─── Records for processing ───

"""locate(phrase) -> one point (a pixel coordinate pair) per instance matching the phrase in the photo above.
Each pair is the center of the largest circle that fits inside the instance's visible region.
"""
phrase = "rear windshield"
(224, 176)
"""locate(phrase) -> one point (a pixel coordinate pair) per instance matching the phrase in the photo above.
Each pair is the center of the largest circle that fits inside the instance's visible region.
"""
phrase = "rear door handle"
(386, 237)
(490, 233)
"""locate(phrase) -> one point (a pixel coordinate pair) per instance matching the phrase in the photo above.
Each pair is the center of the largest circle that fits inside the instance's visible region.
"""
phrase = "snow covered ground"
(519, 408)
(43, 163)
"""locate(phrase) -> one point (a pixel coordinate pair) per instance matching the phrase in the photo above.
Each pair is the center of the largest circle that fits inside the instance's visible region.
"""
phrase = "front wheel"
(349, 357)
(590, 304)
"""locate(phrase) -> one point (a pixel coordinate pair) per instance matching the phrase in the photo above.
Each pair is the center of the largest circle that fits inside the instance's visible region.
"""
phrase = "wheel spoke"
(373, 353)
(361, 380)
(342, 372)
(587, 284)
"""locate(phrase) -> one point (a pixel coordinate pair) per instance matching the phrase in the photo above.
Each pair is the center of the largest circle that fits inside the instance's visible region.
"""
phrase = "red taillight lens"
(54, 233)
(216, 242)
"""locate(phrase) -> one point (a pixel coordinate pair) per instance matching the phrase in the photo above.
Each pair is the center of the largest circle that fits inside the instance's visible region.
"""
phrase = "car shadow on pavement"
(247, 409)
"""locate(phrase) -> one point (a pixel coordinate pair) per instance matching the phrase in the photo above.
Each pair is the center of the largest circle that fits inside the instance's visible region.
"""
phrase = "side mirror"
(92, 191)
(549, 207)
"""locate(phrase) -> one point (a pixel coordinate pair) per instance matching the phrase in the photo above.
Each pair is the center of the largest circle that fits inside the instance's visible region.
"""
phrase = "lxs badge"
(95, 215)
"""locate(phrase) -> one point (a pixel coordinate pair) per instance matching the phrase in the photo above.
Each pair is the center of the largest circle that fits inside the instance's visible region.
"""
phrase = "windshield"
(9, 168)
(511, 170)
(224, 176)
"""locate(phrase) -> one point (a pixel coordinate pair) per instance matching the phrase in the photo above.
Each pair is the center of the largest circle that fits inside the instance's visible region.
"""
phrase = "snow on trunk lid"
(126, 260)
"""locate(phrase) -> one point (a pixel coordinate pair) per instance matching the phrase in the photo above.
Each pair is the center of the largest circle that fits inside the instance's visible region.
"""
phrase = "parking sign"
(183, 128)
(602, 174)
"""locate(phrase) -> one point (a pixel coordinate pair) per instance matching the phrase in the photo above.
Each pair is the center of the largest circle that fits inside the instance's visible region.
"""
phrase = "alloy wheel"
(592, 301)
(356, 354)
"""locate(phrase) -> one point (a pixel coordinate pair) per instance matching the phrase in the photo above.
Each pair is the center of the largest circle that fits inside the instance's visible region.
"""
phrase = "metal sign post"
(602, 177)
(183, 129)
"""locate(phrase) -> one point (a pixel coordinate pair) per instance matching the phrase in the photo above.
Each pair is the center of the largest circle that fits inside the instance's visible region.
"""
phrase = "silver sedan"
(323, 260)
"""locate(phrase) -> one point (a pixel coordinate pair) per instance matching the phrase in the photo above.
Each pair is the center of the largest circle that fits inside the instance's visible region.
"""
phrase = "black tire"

───

Work required: Reproduce the material in full, keeping every line exactly as given.

Solution for this exercise:
"""locate(phrase) -> one point (a pixel coordinate pair) per instance matching the phrase in the photo above.
Each pair is the center of the largest circle that fits inside the instance's visible region.
"""
phrase = "rear windshield"
(224, 176)
"""locate(phrase) -> one point (a pixel coordinate pair) per instance matching the phrase in the photo above.
Each pair is the center of the largest circle that fits inside the instance's visible region.
"""
phrase = "rear door handle"
(386, 237)
(490, 233)
"""locate(phrase) -> one point (a pixel coordinate pair) per instance matching the phrase in the photo above.
Each pair is the center of the largest circle that fits inside the instance's visible region.
"""
phrase = "snow covered ground"
(519, 408)
(43, 163)
"""locate(phrase) -> one point (a pixel coordinate pair) per instance matching the phrase in the photo above.
Each pair is the center of the largest circle that fits inside the instance's visible region.
"""
phrase = "front wheel"
(349, 357)
(590, 304)
"""locate(phrase) -> one point (a pixel coordinate pair) per instance matching the phrase in the photo above.
Each pair is the center of the largest circle that fits inside the instance's visible region.
"""
phrase = "wheel spoke"
(373, 353)
(361, 380)
(342, 372)
(587, 284)
"""locate(phrase) -> one point (a pixel coordinate pair) per instance matching the phrase in the photo above.
Each pair is the center of the largest circle that fits inside the instance's visible region.
"""
phrase = "red taillight lens"
(54, 233)
(216, 242)
"""locate(phrase) -> one point (a pixel coordinate pair) per instance matching the phrase in the photo above.
Each pair is the center of the largest circle that fits inside the instance's visible region.
"""
phrase = "car shadow on pavement"
(247, 409)
"""locate(phrase) -> one point (a pixel coordinate pair) per instance matching the phrase in the photo above.
Each pair is the center of the largest circle that fits inside the instance's visible region.
"""
phrase = "side mirror"
(92, 191)
(549, 207)
"""locate(phrase) -> one point (a pixel coordinate pair) per instance matching the phrase in the photo above.
Each pair is the center of the largest circle that fits inside the instance's visible region.
"""
phrase = "lxs badge"
(95, 215)
"""locate(phrase) -> one point (a pixel coordinate pair) per instance matching the phrase in the photo above.
Each pair is the center of the largest circle that fits inside the instance's visible region.
"""
phrase = "windshield"
(9, 168)
(511, 170)
(224, 176)
"""locate(phrase) -> one point (a pixel coordinate pair) per instance matching the phrase in the photo above.
Each pair is the center of the largest circle that fits inside the instance's visible region.
"""
phrase = "snow on trunk lid"
(126, 260)
"""locate(phrase) -> one point (a pixel coordinate pair) per instance matching the phrase in the photo above.
Each pair is the center of the largest circle that fits inside the instance's visible region.
"""
phrase = "parking sign"
(183, 128)
(602, 174)
"""locate(phrase) -> one point (a pixel coordinate pair) per instance matching the phrase in the photo above.
Each pair is the center of the largest circle that fits inside the instance's visible region.
"""
phrase = "alloy wheel"
(592, 301)
(356, 354)
"""locate(phrase) -> one point (a pixel coordinate pair) per instance matching the phrase in the photo above.
Each pair is the center of the largest circle that fits inside the instance's visible region.
"""
phrase = "metal sign post"
(602, 177)
(183, 129)
"""locate(phrase) -> one point (a pixel coordinate pair) per instance matching the phrase in the photo above.
Each pair is the center of the largest circle that fits inside the instance's visible region.
"""
phrase = "silver sedan"
(323, 260)
"""locate(phrase) -> one point (a pixel coordinate pair) per instance matching the phrase in the photo above.
Each pair is the center of the largest circle that fits inside the instance's visible region.
"""
phrase = "black tire"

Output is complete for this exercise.